Repeat exactly, and only, the lines from the line containing "bicycle in the photo above." through the last line of the records below, including both.
··· DATA SHOWN
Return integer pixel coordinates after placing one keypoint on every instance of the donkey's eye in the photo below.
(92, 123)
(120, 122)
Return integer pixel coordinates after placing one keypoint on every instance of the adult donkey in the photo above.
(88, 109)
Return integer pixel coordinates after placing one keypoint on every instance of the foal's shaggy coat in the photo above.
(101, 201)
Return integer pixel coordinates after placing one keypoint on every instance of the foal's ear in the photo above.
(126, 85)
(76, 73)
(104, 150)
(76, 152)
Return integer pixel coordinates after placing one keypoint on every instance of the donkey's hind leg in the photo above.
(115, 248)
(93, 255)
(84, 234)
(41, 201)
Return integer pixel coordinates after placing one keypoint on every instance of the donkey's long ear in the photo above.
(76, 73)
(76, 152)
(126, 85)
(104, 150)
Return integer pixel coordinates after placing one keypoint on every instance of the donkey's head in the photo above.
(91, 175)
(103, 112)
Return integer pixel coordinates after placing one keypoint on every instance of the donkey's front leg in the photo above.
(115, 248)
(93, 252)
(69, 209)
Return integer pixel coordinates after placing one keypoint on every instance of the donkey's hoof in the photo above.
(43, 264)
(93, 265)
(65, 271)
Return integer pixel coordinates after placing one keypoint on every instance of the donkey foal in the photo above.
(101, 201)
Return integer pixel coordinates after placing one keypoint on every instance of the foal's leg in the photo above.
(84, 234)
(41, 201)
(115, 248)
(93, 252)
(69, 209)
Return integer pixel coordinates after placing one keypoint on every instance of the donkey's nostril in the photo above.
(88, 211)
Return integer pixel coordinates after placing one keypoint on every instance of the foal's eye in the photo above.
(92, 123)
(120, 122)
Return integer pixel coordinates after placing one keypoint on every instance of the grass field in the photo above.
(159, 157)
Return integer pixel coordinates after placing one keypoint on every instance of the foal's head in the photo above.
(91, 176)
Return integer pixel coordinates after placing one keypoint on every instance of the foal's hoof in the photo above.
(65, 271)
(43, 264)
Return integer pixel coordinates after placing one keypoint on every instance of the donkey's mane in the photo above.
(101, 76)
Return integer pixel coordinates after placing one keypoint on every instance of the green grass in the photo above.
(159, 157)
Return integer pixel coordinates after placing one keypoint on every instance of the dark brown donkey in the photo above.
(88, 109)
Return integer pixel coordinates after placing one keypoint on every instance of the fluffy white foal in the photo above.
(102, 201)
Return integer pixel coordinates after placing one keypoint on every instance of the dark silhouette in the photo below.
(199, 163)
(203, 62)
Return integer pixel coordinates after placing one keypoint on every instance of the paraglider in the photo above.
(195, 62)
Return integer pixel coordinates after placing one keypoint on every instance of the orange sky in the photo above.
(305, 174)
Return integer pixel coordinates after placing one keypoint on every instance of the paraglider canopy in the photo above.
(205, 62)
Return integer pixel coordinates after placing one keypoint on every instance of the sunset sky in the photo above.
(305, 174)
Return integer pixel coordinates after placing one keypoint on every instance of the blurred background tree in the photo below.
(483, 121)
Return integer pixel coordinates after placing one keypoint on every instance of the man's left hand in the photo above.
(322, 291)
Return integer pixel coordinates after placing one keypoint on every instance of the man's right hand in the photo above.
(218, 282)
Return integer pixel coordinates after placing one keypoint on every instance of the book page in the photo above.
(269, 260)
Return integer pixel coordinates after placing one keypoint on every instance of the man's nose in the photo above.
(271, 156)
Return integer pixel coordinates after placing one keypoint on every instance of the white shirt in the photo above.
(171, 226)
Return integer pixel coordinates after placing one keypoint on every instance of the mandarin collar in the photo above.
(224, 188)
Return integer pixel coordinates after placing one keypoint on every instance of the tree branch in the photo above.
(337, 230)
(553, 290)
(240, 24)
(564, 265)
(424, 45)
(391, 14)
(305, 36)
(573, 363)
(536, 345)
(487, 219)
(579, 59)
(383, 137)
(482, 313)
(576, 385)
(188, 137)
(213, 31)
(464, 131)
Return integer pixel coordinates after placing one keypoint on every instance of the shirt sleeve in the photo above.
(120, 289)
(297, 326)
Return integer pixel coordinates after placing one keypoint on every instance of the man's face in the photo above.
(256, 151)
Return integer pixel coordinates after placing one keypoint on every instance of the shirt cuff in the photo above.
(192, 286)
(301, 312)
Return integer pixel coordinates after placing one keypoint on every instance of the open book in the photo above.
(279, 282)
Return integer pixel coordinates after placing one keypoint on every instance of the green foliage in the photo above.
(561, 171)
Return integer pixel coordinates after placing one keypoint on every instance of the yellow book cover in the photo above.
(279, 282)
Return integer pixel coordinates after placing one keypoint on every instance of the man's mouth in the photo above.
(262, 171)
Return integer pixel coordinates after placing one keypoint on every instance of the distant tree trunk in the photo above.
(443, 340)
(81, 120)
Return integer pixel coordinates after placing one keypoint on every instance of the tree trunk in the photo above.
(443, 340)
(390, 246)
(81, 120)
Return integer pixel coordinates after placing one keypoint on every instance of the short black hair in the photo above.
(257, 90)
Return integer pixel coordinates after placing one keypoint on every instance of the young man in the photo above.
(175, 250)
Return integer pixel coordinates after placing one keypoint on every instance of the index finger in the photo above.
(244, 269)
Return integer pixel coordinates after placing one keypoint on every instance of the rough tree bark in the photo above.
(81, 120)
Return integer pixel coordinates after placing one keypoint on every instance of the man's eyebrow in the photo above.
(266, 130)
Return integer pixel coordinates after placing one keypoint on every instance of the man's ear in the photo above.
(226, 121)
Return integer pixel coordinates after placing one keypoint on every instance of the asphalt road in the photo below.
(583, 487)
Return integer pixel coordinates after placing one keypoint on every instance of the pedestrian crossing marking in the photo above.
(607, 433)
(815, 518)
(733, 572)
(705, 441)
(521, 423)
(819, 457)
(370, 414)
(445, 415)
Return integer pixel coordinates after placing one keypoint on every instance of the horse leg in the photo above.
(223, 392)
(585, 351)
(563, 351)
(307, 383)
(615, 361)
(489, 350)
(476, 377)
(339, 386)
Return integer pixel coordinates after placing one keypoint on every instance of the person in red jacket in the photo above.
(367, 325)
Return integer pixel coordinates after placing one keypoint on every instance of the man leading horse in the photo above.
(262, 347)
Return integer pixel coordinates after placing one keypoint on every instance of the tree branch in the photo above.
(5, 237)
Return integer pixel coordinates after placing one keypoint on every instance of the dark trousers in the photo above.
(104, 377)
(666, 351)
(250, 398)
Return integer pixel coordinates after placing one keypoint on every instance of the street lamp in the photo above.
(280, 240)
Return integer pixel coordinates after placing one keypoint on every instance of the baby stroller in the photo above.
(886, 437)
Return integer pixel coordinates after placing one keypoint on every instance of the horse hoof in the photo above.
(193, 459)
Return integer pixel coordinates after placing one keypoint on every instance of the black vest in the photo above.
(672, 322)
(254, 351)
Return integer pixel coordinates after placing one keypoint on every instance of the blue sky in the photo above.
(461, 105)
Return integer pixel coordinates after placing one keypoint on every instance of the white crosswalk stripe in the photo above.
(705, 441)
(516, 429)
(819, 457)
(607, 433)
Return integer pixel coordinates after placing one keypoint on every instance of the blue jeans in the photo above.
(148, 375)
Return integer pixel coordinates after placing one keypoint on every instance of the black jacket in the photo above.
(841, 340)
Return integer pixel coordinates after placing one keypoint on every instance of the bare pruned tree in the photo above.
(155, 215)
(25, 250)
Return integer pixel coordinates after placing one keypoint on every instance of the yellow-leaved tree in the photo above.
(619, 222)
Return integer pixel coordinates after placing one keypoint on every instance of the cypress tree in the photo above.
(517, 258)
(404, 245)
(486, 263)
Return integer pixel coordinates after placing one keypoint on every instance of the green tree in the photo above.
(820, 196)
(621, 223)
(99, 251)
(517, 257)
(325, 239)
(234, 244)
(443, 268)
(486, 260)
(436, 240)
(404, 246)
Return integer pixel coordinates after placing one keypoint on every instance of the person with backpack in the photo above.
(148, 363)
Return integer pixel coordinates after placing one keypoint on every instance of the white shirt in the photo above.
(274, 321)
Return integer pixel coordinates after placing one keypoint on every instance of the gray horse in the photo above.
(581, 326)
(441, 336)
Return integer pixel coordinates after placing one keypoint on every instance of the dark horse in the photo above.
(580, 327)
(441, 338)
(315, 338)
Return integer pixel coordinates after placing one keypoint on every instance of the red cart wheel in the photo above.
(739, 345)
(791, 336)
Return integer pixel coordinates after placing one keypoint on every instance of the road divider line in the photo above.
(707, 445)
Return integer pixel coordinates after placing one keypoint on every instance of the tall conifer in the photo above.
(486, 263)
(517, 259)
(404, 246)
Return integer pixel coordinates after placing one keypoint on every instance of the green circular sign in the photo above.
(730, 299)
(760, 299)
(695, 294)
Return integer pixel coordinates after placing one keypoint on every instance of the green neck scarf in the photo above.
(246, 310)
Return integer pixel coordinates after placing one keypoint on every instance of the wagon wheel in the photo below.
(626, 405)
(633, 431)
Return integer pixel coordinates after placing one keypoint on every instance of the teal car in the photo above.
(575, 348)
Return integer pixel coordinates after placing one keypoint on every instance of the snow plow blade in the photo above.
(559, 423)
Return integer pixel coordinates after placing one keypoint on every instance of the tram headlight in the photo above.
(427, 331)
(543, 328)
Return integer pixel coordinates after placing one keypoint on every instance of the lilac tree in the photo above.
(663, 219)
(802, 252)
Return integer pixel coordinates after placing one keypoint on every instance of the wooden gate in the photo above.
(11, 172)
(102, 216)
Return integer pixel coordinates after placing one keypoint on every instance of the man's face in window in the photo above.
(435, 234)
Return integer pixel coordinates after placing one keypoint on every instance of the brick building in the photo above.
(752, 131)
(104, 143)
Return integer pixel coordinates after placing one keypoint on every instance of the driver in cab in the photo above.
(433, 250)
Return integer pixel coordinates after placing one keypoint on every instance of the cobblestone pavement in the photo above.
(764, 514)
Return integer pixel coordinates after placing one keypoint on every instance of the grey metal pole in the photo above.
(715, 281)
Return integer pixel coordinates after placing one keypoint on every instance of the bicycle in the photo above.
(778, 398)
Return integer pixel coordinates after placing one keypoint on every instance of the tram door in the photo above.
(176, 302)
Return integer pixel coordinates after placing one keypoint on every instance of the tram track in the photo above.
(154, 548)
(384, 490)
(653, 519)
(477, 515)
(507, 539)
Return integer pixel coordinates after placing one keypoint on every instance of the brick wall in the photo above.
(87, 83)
······
** PROBLEM SOLUTION **
Return integer pixel coordinates after placing one keypoint on every instance of the bicycle in the photo above.
(778, 398)
Return integer pixel coordinates after placing one keypoint on every instance of the tram door in the photo above.
(176, 302)
Return integer pixel coordinates after placing one keypoint on every instance of the tram track in the photo above.
(154, 548)
(384, 490)
(653, 519)
(477, 515)
(507, 539)
Return integer pixel coordinates after placing one keypoint on every instance of the brick wall in the photo above.
(87, 83)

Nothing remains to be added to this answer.